begin DATA EXTRACT

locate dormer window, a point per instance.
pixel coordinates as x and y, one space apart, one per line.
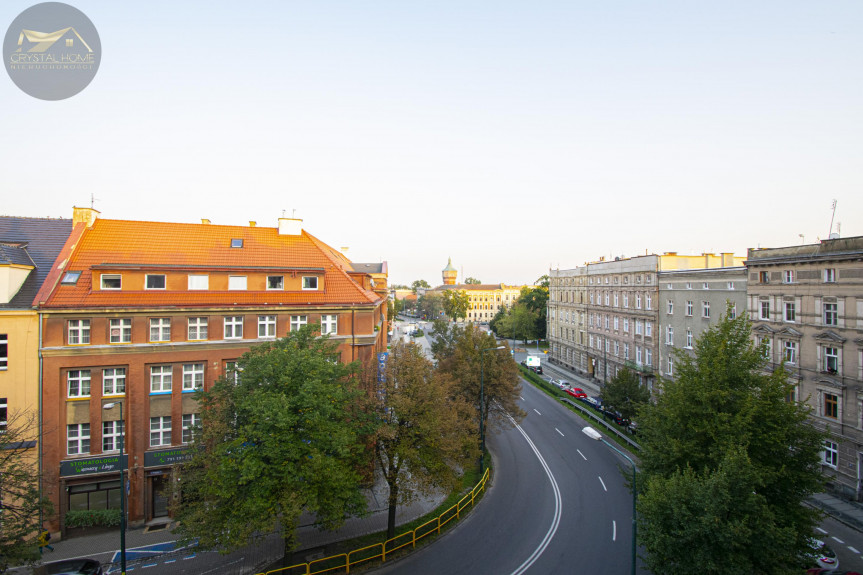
112 281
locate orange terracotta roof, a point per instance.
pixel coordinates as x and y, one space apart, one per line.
124 243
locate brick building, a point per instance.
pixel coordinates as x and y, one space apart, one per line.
145 313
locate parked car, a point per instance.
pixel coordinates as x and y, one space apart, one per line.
70 567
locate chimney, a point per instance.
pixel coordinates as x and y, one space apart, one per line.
290 226
84 215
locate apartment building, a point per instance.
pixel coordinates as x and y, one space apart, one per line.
142 314
806 305
690 302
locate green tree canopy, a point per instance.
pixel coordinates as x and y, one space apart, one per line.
427 434
289 436
20 500
625 393
727 461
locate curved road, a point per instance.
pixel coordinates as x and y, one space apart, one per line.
558 504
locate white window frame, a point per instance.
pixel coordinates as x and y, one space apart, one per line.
160 431
77 438
114 381
193 376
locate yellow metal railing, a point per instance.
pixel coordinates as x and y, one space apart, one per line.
344 561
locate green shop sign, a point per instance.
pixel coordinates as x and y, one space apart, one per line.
166 457
93 465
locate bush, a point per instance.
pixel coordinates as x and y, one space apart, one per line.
93 518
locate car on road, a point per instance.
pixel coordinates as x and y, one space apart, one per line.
576 392
70 567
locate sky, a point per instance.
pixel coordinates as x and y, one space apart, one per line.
513 137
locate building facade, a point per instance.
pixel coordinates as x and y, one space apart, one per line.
806 306
142 314
690 301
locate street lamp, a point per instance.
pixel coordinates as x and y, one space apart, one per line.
594 434
122 487
482 405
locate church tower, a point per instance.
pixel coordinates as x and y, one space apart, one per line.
449 273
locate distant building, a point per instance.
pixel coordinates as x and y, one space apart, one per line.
145 313
806 306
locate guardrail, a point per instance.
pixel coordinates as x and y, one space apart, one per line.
344 561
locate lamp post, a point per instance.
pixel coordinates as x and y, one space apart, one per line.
594 434
122 487
482 405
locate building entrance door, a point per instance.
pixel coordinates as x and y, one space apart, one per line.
160 495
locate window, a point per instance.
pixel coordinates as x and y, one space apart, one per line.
78 383
111 281
236 283
831 314
831 453
111 432
234 327
155 281
70 278
831 359
298 321
790 355
329 324
190 422
120 330
160 329
198 281
193 376
198 328
160 378
266 326
831 406
79 331
790 311
160 431
275 282
114 381
78 438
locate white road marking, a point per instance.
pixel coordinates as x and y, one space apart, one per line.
558 507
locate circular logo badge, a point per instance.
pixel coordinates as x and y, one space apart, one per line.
52 51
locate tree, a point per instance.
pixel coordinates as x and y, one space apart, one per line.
427 431
625 393
463 360
20 502
289 436
455 304
727 461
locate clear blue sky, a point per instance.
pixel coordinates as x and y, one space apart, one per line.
512 136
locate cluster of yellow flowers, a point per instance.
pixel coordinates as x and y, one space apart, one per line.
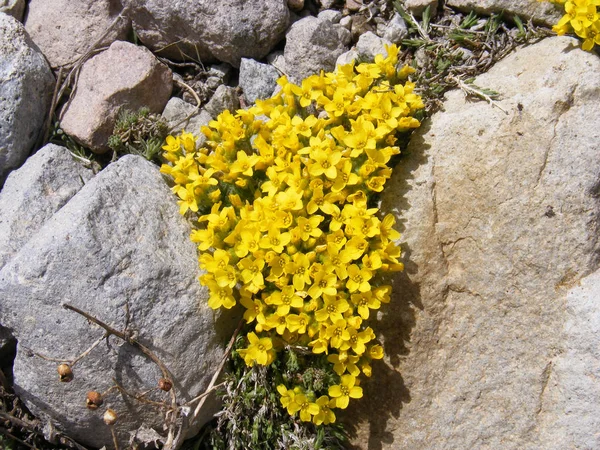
282 194
582 17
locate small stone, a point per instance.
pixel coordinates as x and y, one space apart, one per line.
395 30
176 114
34 192
210 30
14 8
346 22
124 76
296 5
257 80
312 45
370 45
346 58
331 15
416 7
26 84
225 97
64 29
353 5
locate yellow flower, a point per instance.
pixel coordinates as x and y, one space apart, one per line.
344 391
333 309
358 279
325 415
260 351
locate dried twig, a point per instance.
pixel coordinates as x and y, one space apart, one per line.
473 90
195 111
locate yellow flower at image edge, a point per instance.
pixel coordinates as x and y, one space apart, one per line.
260 350
346 389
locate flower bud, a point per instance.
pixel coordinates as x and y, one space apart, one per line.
94 400
65 374
110 417
165 385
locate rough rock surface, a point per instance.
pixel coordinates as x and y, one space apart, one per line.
417 7
312 45
570 410
541 12
257 80
119 242
369 45
176 113
14 8
26 84
225 97
124 76
500 218
225 30
34 192
65 29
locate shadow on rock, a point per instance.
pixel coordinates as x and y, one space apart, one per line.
385 393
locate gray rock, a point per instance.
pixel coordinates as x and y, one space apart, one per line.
225 97
257 80
14 8
26 84
369 45
346 58
124 76
544 13
34 192
225 30
500 218
395 30
570 402
176 113
346 22
118 245
417 7
332 15
65 29
277 60
312 45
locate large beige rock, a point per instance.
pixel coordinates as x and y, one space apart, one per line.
544 13
65 29
499 215
124 76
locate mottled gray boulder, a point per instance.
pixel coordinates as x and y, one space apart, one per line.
257 80
330 14
369 45
312 45
26 84
65 29
207 30
124 76
417 7
225 97
544 13
119 250
395 30
176 113
14 8
34 192
500 216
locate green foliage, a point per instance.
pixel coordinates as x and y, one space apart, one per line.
138 133
252 415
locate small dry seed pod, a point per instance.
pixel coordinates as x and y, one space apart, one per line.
110 417
65 374
94 400
165 385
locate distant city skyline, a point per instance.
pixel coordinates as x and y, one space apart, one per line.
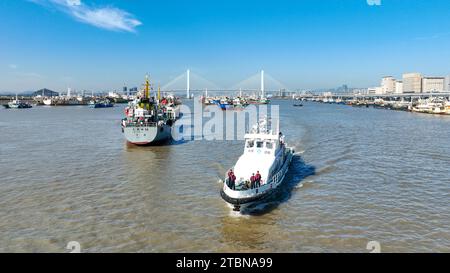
103 45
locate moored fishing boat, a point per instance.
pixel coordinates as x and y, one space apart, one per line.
101 104
261 169
17 104
149 120
430 106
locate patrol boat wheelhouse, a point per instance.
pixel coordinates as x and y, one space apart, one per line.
148 119
265 152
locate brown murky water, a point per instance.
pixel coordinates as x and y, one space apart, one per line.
66 174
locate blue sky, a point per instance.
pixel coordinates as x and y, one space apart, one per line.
98 45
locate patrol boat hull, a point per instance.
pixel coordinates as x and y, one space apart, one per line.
147 135
246 198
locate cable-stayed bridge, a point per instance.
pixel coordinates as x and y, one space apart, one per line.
192 84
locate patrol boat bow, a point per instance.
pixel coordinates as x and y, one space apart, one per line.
265 152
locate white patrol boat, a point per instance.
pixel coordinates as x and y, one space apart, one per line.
265 153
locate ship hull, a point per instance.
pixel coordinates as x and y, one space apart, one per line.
147 135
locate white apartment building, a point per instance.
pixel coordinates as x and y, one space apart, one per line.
398 87
412 83
433 84
375 91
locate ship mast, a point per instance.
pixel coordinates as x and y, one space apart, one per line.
147 87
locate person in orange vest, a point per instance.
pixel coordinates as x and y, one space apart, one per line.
252 181
233 182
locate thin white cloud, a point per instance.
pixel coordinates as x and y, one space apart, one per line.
109 18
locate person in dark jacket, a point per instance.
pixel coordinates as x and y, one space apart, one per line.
252 181
258 179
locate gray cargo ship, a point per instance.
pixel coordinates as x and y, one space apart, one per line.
149 119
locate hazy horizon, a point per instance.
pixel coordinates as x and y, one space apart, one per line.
106 44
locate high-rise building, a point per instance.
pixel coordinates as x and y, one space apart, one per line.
447 83
433 84
388 85
398 87
412 83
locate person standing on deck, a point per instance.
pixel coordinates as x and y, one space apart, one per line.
252 181
258 179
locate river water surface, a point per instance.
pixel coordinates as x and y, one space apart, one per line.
360 175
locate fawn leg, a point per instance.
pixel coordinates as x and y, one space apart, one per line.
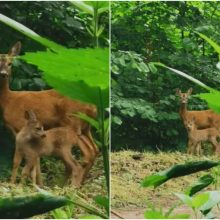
89 156
189 149
72 166
39 181
30 164
16 163
34 174
214 144
91 142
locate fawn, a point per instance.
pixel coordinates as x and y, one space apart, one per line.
50 107
195 137
32 142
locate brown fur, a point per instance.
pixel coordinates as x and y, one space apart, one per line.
203 119
196 137
32 142
50 107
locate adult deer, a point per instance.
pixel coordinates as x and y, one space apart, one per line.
50 107
196 137
202 119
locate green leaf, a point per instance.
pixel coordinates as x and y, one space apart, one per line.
200 200
103 202
210 41
88 119
29 33
90 217
83 6
200 184
180 216
185 199
177 171
28 206
78 73
214 199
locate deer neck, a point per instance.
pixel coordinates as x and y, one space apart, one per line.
4 90
183 109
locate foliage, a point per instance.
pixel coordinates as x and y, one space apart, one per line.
96 9
83 81
203 202
200 184
177 171
28 206
153 213
165 32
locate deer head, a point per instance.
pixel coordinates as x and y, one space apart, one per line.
190 123
35 128
6 60
184 96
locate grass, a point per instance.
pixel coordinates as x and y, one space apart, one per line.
53 173
127 173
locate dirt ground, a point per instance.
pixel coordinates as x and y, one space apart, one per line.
128 168
53 183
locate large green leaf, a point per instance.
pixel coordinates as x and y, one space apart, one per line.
29 33
210 41
89 7
177 171
28 206
79 73
214 199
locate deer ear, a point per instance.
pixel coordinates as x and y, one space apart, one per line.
15 50
178 91
26 115
30 115
189 91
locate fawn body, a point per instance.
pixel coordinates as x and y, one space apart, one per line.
32 142
51 109
196 136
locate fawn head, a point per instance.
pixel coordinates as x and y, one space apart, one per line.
184 96
35 128
190 123
6 60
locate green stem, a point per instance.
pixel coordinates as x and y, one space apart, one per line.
96 23
89 208
104 148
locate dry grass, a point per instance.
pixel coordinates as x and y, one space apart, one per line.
127 173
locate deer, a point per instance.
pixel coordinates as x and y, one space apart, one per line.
50 107
196 136
33 142
202 119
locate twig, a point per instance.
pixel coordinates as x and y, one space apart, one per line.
116 214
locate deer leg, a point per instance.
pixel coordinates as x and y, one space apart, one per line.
89 155
189 149
16 163
39 181
29 166
72 166
214 143
34 174
91 142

end DATA EXTRACT

- GIVEN REQUEST -
Restate word for word the lines from the one holding "locate brown fur, a point per instance." to the end of the listing, both ends included, and nothing more.

- TASK RESULT -
locate brown fur, a point per instance.
pixel coordinates as x and y, one space apart, one per line.
203 119
196 137
32 142
50 107
locate adult deer, a point per instance.
pixel coordinates as x and y, one space apart, one per line.
50 107
196 137
202 119
locate green leaf, a point per instance.
pixel coordinates as x and y, one space apart, one per line.
200 200
103 202
210 41
88 119
29 33
90 217
83 6
200 184
180 216
185 199
177 171
28 206
78 73
214 199
locate deer neck, a point per instance.
pixel coordinates as x and y, one space apart, one per line.
4 90
183 109
locate foliage, a point per instance.
pixel coordinates as x and y, one space apart, one per line.
96 9
83 81
203 202
200 184
177 171
28 206
153 213
165 32
locate deer head, a point per instance.
pixel coordinates as x and y, one space apart, one per line.
190 123
35 128
6 60
184 96
locate grass, a point per instance.
pixel coordinates as x and y, one space apart, one per line.
53 173
127 173
locate dirt ground, a point per instance.
pixel coordinates as x and y, one space apart, one per line.
128 168
53 183
locate large green leaf, a point per instance.
pixel coordinates as x and y, one space apart, one per line.
29 33
210 41
89 7
177 171
28 206
79 73
214 199
locate deer ear, a point per instance.
pixel coordinates as x and y, one space apart, one per line.
15 50
178 91
26 115
30 115
189 91
locate fawn body, a point per instance.
pixel coordinates as x and y, one space apart, one per line.
32 142
51 109
196 136
locate fawn head, a point per instance.
pixel coordinates as x and y, one space apart, one per line.
184 96
35 128
190 123
6 60
locate green stem, a point per instance.
pixel coordinates as x and y, one space apart, one per line.
96 23
89 208
104 148
locate dry grass, a point per instance.
pixel coordinates as x and y, one space apart, one per line.
127 173
locate deer, a point per instance.
pixel coordinates as x and y, one space apart, one per line.
50 107
196 136
33 142
202 119
locate twig, a point per instance.
pixel coordinates as x and y, one space apart, one per line.
116 214
locate deer leg, a point per instance.
pixel coordinates as x and y, one space apart, one per line.
89 155
189 149
16 163
39 181
29 166
72 166
214 143
34 174
91 142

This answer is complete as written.